# [Excerpted passage]
________________________________________

For Dollar$ We Play – By Femi Akomolafe

Femi Akomolafe
Femi Akomolafe

By Femi Akomolafe

I had a rather interesting discussion with an acquaintance after the Ghana Black Stars were kicked out of the World Cup. I thought it was interesting and worth sharing. Here goes:

 

 

 

 

 

ACQUAINTANCE:

Femi, greetings, it has been a while since we last read from you. What happened?

FEMI
What happened to what?

ACQUAINTANCE:

Ah, are we in bad mood again, today?

FEMI
Who is in bad mood?

ACQUAINTANCE:
Do you have to answer every question with another question?

FEMI

Says who?

ACQUAINTANCE:

Oh, boy! I asked what happened and look at where you turned it?

FEMI
And I asked you what happened to what?

ACQUAINTANCE:
What happened to keep you silent all this while?

FEMI
Who told you I kept silent?

ACQUAINTANCE:
We have not been reading your lucid posts.

FEMI

Lucid?

ACQUAINTANCE:

Femi, you are really a contrarian. Yes, lucid, as in L.U.C.I.D.

FEMI

Ha, you! I know how to spell lucid.

ACQUAINTANCE:

You do? How nice. Yes, lucid as in eloquent, as in coherent…

FEMI

You! I surely know the meaning of lucid. I am just wondering what the praise is for.

ACQUAINTANCE:

You are something else. All these while, you kept quiet when there were so many rumblings in the land.

FEMI

Rumblings?

ACQUAINTANCE:

Please don’t tell me that you didn’t hear about the ignominious display our players displayed in Brazil.

FEMI

Why do you put the blame on the players?

ACQUAINTANCE:

Do you mean that we shouldn’t blame players who disrespected all authority, including the president, and showed insubordination, gross indiscipline and disgraced the whole country?

FEMI

That, precisely, is our problem in this country…

ACQUAINTANCE:

What! What is the problem in the country? Do you mean to tell me that you absolve the errant players? What is wrong with you?

________________________________________

# [Given data]

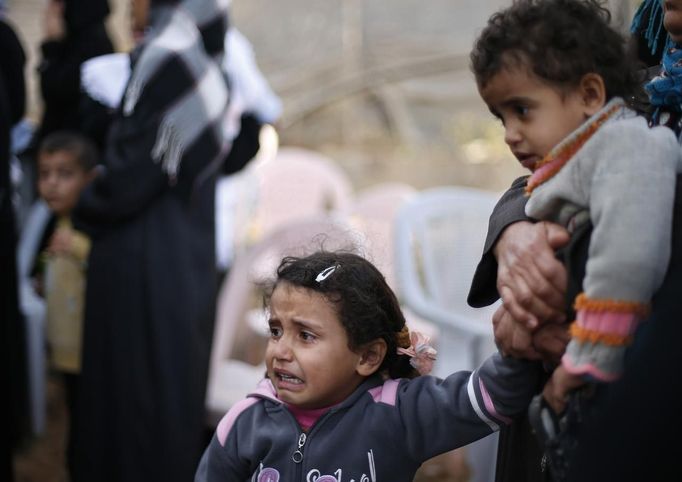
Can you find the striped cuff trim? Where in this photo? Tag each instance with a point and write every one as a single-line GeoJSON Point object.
{"type": "Point", "coordinates": [583, 302]}
{"type": "Point", "coordinates": [592, 336]}
{"type": "Point", "coordinates": [587, 369]}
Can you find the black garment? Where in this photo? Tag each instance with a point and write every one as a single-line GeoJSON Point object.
{"type": "Point", "coordinates": [623, 436]}
{"type": "Point", "coordinates": [14, 421]}
{"type": "Point", "coordinates": [148, 316]}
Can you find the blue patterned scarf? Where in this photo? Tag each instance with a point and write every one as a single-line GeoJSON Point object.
{"type": "Point", "coordinates": [665, 90]}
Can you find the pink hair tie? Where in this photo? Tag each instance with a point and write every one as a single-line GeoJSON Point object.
{"type": "Point", "coordinates": [422, 355]}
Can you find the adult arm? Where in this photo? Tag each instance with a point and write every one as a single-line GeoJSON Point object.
{"type": "Point", "coordinates": [518, 263]}
{"type": "Point", "coordinates": [631, 193]}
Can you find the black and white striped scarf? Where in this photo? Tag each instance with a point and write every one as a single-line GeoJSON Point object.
{"type": "Point", "coordinates": [178, 65]}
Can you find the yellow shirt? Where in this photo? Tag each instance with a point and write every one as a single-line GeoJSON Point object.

________________________________________

Copy out verbatim the part of the conversation about the Black Stars' World Cup exit from "That, precisely, is" to "wrong with you?".

# [Result of this exercise]
That, precisely, is our problem in this country…

ACQUAINTANCE:

What! What is the problem in the country? Do you mean to tell me that you absolve the errant players? What is wrong with you?